— Start —
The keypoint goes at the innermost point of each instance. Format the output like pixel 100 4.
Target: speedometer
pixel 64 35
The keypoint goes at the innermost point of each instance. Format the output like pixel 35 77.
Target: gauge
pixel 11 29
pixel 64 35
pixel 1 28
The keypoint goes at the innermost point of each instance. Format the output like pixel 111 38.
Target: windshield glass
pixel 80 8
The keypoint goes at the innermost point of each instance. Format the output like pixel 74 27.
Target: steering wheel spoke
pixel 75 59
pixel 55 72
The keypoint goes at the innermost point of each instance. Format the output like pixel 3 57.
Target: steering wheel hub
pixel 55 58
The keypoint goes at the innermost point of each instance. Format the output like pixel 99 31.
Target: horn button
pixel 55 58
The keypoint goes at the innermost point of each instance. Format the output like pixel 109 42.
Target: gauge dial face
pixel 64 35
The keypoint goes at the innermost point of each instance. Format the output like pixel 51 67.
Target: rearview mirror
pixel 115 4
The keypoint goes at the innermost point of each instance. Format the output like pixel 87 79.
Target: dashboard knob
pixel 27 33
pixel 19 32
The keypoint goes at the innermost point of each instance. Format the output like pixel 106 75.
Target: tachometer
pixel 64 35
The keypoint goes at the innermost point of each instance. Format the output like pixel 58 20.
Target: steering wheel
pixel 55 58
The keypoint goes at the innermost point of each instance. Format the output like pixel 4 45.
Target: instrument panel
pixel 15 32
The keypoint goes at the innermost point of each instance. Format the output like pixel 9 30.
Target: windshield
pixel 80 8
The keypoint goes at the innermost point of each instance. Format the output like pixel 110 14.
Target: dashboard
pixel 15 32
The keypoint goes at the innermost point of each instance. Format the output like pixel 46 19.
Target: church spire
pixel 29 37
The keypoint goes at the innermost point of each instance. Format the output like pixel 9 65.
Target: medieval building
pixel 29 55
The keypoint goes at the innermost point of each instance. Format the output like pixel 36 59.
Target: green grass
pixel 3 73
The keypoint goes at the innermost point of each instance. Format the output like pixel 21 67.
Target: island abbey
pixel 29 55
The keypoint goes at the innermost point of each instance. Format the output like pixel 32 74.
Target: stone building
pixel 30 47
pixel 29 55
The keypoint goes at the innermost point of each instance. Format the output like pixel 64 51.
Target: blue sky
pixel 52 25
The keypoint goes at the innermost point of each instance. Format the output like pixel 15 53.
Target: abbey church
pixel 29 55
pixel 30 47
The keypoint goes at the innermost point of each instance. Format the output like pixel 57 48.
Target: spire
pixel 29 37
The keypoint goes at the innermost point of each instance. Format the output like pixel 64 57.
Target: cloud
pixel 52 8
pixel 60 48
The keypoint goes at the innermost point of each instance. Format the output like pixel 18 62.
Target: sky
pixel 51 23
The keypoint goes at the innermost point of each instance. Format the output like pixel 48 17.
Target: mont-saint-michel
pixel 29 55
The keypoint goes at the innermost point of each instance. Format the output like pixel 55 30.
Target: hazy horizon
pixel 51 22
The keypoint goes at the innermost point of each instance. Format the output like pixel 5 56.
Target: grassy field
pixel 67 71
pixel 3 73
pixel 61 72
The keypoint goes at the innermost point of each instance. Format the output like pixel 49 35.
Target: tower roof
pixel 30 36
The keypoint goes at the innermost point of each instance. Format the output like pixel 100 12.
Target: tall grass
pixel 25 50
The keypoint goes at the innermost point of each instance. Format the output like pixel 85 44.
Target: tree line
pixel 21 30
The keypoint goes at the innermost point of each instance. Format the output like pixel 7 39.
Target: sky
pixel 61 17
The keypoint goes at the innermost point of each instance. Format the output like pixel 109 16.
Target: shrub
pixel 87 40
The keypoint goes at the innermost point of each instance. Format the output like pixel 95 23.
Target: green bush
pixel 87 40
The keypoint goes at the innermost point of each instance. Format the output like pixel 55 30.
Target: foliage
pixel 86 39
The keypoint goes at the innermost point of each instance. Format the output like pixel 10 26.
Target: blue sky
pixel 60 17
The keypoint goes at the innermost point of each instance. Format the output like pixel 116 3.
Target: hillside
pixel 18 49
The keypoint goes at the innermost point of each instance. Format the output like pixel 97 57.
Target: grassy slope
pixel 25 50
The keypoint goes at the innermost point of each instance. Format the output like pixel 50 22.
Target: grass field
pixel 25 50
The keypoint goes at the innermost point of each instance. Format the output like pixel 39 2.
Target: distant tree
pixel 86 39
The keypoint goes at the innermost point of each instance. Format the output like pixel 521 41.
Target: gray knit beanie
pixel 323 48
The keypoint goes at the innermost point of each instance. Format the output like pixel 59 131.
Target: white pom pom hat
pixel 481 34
— End —
*TASK BRIEF*
Please reproduce every line of the material above, word for word and in the same order.

*THE RESPONSE*
The keypoint goes at the innermost point of each instance. Format the output like pixel 100 4.
Target: speedometer
pixel 64 35
The keypoint goes at the innermost point of each instance. Format the output like pixel 35 77.
Target: gauge
pixel 11 29
pixel 64 35
pixel 1 28
The keypoint goes at the innermost point of each instance. Format the output like pixel 111 38.
Target: windshield glass
pixel 80 8
The keypoint goes at the innermost point of each instance. Format the output like pixel 74 27.
Target: steering wheel spoke
pixel 75 59
pixel 55 72
The keypoint goes at the innermost point of each instance. Format the output like pixel 3 57.
Target: steering wheel hub
pixel 55 58
The keypoint goes at the innermost point of each instance. Format the output like pixel 99 31.
Target: horn button
pixel 55 58
The keypoint goes at the innermost point of each instance. Format the output like pixel 109 42.
Target: gauge dial face
pixel 64 35
The keypoint goes at the innermost point of each instance. Format the output like pixel 51 67.
Target: rearview mirror
pixel 115 4
The keypoint goes at the innermost point of each instance. Format the output like pixel 87 79.
Target: dashboard knob
pixel 27 33
pixel 19 32
The keypoint goes at the innermost point of each instance. Format the output like pixel 106 75.
Target: tachometer
pixel 64 35
The keypoint goes at the innermost point of each instance. Format the output like pixel 58 20.
Target: steering wheel
pixel 55 58
The keypoint goes at the innermost point of each instance. Format the output like pixel 4 45.
Target: instrument panel
pixel 15 32
The keypoint goes at the innermost point of each instance. Format the output like pixel 9 30.
Target: windshield
pixel 80 8
The keypoint goes at the innermost point of each instance. Format the output like pixel 110 14.
Target: dashboard
pixel 15 32
The keypoint goes at the innermost point of each instance. Format the output like pixel 46 19.
Target: church spire
pixel 29 37
The keypoint goes at the innermost point of each instance. Format the output like pixel 9 65.
Target: medieval building
pixel 29 55
The keypoint goes at the innermost point of each instance. Format the output like pixel 36 59.
Target: green grass
pixel 3 73
The keypoint goes at the innermost point of each instance. Format the output like pixel 21 67.
Target: island abbey
pixel 29 55
The keypoint goes at the innermost point of each instance. Format the output like pixel 32 74.
Target: stone building
pixel 30 47
pixel 29 55
The keypoint goes at the innermost point of each instance. Format the output like pixel 64 51.
Target: blue sky
pixel 52 25
The keypoint goes at the innermost point of each instance. Format the output like pixel 15 53.
Target: abbey church
pixel 29 55
pixel 30 47
The keypoint goes at the innermost point of each instance. Format the output like pixel 57 48.
Target: spire
pixel 29 37
The keypoint goes at the innermost point of each instance. Format the output like pixel 64 57.
Target: cloud
pixel 52 8
pixel 60 48
The keypoint goes at the innermost point of each instance. Format the output like pixel 18 62.
Target: sky
pixel 51 23
The keypoint goes at the innermost point of each instance. Format the output like pixel 48 17.
Target: mont-saint-michel
pixel 29 55
The keypoint goes at the innermost point of each instance. Format the output like pixel 55 30.
Target: hazy horizon
pixel 51 22
The keypoint goes at the innermost point of each instance. Format the output like pixel 5 56.
Target: grassy field
pixel 67 71
pixel 3 73
pixel 61 72
The keypoint goes at the innermost point of each instance. Format the output like pixel 49 35.
Target: tower roof
pixel 30 36
The keypoint goes at the innermost point of each instance. Format the output like pixel 100 12.
Target: tall grass
pixel 25 50
The keypoint goes at the innermost point of each instance. Format the output like pixel 85 44.
Target: tree line
pixel 21 30
The keypoint goes at the innermost point of each instance. Format the output like pixel 7 39.
Target: sky
pixel 61 17
The keypoint goes at the innermost point of each instance. Format the output like pixel 109 16.
Target: shrub
pixel 87 40
The keypoint goes at the innermost point of each instance. Format the output like pixel 95 23.
Target: green bush
pixel 87 40
The keypoint goes at the innermost point of each instance. Format the output like pixel 55 30.
Target: foliage
pixel 86 39
The keypoint goes at the innermost point of each instance. Format the output like pixel 10 26.
Target: blue sky
pixel 60 17
The keypoint goes at the innermost point of each instance. Format the output like pixel 116 3.
Target: hillside
pixel 18 49
The keypoint goes at the innermost point of each instance. Format the output like pixel 97 57.
Target: grassy slope
pixel 25 50
The keypoint goes at the innermost point of each instance. Format the output like pixel 50 22.
Target: grass field
pixel 25 50
The keypoint goes at the innermost point of each instance. Format the output like pixel 39 2.
Target: distant tree
pixel 86 39
The keypoint goes at the innermost point of each instance. Format the output like pixel 521 41.
Target: gray knit beanie
pixel 323 48
The keypoint goes at the innermost point of each instance. Format the output like pixel 59 131.
Target: white pom pom hat
pixel 481 34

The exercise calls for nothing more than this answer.